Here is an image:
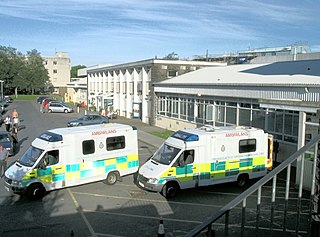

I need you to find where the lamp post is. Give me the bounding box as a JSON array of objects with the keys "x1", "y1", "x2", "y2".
[{"x1": 0, "y1": 80, "x2": 4, "y2": 100}]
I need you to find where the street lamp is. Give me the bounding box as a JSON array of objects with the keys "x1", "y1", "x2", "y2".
[{"x1": 0, "y1": 80, "x2": 4, "y2": 100}]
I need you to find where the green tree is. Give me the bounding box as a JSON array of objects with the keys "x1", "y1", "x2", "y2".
[
  {"x1": 0, "y1": 46, "x2": 23, "y2": 96},
  {"x1": 70, "y1": 65, "x2": 86, "y2": 78}
]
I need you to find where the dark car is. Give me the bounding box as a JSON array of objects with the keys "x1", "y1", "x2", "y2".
[
  {"x1": 0, "y1": 131, "x2": 16, "y2": 156},
  {"x1": 67, "y1": 114, "x2": 109, "y2": 127}
]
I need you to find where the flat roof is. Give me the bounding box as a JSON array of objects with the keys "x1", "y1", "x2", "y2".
[{"x1": 155, "y1": 60, "x2": 320, "y2": 87}]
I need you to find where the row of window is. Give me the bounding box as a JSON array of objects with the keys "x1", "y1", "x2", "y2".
[{"x1": 157, "y1": 96, "x2": 299, "y2": 143}]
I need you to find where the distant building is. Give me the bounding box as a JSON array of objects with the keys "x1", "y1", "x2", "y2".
[
  {"x1": 64, "y1": 77, "x2": 87, "y2": 105},
  {"x1": 42, "y1": 52, "x2": 71, "y2": 95},
  {"x1": 86, "y1": 59, "x2": 226, "y2": 124}
]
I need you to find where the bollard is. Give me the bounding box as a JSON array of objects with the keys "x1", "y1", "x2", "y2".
[{"x1": 158, "y1": 218, "x2": 164, "y2": 237}]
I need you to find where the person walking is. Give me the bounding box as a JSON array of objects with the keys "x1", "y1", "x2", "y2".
[
  {"x1": 4, "y1": 115, "x2": 11, "y2": 132},
  {"x1": 11, "y1": 125, "x2": 19, "y2": 147},
  {"x1": 0, "y1": 145, "x2": 9, "y2": 177},
  {"x1": 11, "y1": 109, "x2": 19, "y2": 128}
]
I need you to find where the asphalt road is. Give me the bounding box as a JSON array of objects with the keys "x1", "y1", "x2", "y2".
[{"x1": 0, "y1": 101, "x2": 312, "y2": 237}]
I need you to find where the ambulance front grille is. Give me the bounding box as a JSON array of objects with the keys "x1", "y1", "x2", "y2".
[
  {"x1": 4, "y1": 177, "x2": 12, "y2": 184},
  {"x1": 138, "y1": 174, "x2": 149, "y2": 183}
]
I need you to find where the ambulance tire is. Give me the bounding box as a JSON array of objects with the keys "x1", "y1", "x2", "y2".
[
  {"x1": 27, "y1": 183, "x2": 46, "y2": 200},
  {"x1": 161, "y1": 182, "x2": 180, "y2": 198},
  {"x1": 104, "y1": 172, "x2": 119, "y2": 185},
  {"x1": 237, "y1": 174, "x2": 249, "y2": 188}
]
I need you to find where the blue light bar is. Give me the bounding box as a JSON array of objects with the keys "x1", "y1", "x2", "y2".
[
  {"x1": 171, "y1": 131, "x2": 199, "y2": 142},
  {"x1": 38, "y1": 132, "x2": 62, "y2": 142}
]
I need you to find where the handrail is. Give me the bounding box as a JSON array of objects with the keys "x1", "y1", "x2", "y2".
[{"x1": 185, "y1": 134, "x2": 320, "y2": 237}]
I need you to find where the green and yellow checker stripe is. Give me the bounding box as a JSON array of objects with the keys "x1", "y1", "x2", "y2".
[
  {"x1": 159, "y1": 156, "x2": 266, "y2": 183},
  {"x1": 23, "y1": 154, "x2": 139, "y2": 183}
]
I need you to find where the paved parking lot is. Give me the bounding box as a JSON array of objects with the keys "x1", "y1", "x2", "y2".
[{"x1": 0, "y1": 102, "x2": 308, "y2": 237}]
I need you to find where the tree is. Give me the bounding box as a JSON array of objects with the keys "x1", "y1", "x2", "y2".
[
  {"x1": 163, "y1": 52, "x2": 179, "y2": 60},
  {"x1": 70, "y1": 65, "x2": 86, "y2": 78},
  {"x1": 0, "y1": 46, "x2": 23, "y2": 96}
]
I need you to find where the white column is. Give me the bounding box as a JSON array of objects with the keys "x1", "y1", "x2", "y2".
[{"x1": 296, "y1": 111, "x2": 307, "y2": 185}]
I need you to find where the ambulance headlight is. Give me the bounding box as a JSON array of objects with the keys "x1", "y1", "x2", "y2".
[
  {"x1": 11, "y1": 180, "x2": 21, "y2": 186},
  {"x1": 148, "y1": 178, "x2": 159, "y2": 184}
]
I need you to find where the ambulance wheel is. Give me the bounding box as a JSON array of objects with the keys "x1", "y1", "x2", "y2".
[
  {"x1": 105, "y1": 172, "x2": 119, "y2": 185},
  {"x1": 27, "y1": 184, "x2": 46, "y2": 200},
  {"x1": 161, "y1": 182, "x2": 179, "y2": 198},
  {"x1": 237, "y1": 174, "x2": 249, "y2": 188}
]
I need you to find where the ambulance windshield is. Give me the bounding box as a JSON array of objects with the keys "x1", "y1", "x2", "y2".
[
  {"x1": 152, "y1": 143, "x2": 180, "y2": 165},
  {"x1": 18, "y1": 146, "x2": 43, "y2": 167}
]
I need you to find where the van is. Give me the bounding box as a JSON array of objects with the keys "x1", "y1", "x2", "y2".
[
  {"x1": 5, "y1": 123, "x2": 139, "y2": 199},
  {"x1": 48, "y1": 101, "x2": 73, "y2": 113},
  {"x1": 137, "y1": 126, "x2": 273, "y2": 198}
]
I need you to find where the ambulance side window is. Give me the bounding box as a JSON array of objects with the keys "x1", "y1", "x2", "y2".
[
  {"x1": 82, "y1": 140, "x2": 95, "y2": 155},
  {"x1": 239, "y1": 139, "x2": 257, "y2": 153},
  {"x1": 106, "y1": 136, "x2": 126, "y2": 151},
  {"x1": 39, "y1": 150, "x2": 59, "y2": 169},
  {"x1": 174, "y1": 150, "x2": 194, "y2": 167}
]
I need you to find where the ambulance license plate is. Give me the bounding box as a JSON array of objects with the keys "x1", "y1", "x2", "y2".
[{"x1": 139, "y1": 181, "x2": 144, "y2": 188}]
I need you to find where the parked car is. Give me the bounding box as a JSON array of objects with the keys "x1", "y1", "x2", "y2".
[
  {"x1": 67, "y1": 114, "x2": 109, "y2": 127},
  {"x1": 48, "y1": 101, "x2": 73, "y2": 113},
  {"x1": 37, "y1": 96, "x2": 48, "y2": 104},
  {"x1": 0, "y1": 131, "x2": 16, "y2": 156}
]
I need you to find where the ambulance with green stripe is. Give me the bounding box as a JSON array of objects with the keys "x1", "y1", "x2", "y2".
[
  {"x1": 5, "y1": 123, "x2": 139, "y2": 199},
  {"x1": 137, "y1": 126, "x2": 273, "y2": 198}
]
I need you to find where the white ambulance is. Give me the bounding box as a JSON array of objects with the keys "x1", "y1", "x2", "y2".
[
  {"x1": 137, "y1": 126, "x2": 273, "y2": 198},
  {"x1": 5, "y1": 123, "x2": 139, "y2": 199}
]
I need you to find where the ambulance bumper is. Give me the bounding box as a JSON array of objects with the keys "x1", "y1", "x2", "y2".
[
  {"x1": 4, "y1": 177, "x2": 26, "y2": 195},
  {"x1": 137, "y1": 175, "x2": 163, "y2": 192}
]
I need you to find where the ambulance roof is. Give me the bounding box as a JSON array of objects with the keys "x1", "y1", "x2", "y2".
[
  {"x1": 171, "y1": 126, "x2": 263, "y2": 141},
  {"x1": 38, "y1": 123, "x2": 136, "y2": 142}
]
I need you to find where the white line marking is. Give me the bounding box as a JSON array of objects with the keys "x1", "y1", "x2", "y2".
[{"x1": 68, "y1": 188, "x2": 97, "y2": 237}]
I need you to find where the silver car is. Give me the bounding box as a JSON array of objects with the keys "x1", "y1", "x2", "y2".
[
  {"x1": 48, "y1": 101, "x2": 73, "y2": 113},
  {"x1": 67, "y1": 114, "x2": 109, "y2": 127}
]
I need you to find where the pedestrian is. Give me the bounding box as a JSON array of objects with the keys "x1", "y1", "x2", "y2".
[
  {"x1": 11, "y1": 109, "x2": 19, "y2": 127},
  {"x1": 4, "y1": 115, "x2": 11, "y2": 132},
  {"x1": 0, "y1": 145, "x2": 9, "y2": 177},
  {"x1": 11, "y1": 125, "x2": 19, "y2": 147}
]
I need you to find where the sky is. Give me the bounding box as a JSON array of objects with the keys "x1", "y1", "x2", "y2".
[{"x1": 0, "y1": 0, "x2": 320, "y2": 66}]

::::::::::

- **Given problem**:
Starting at the line that contains "I need you to find where the pedestrian" and ending with the final line above, render each line as a separate string in a JSON list, omitting any blank lines.

- **Expected output**:
[
  "I need you to find where the pedestrian is. Give me the bounding box as a JSON array of objects with the keys \"x1\", \"y1\", \"x2\", \"y2\".",
  "[",
  "  {\"x1\": 11, \"y1\": 109, \"x2\": 19, \"y2\": 127},",
  "  {\"x1\": 4, \"y1\": 115, \"x2\": 11, \"y2\": 132},",
  "  {\"x1\": 0, \"y1\": 145, \"x2\": 9, \"y2\": 177},",
  "  {\"x1\": 11, \"y1\": 125, \"x2\": 19, \"y2\": 147}",
  "]",
  "I need you to find where the sky is. Give me the bounding box as a JSON array of objects with the keys \"x1\", \"y1\", \"x2\", \"y2\".",
  "[{\"x1\": 0, \"y1\": 0, \"x2\": 320, \"y2\": 66}]"
]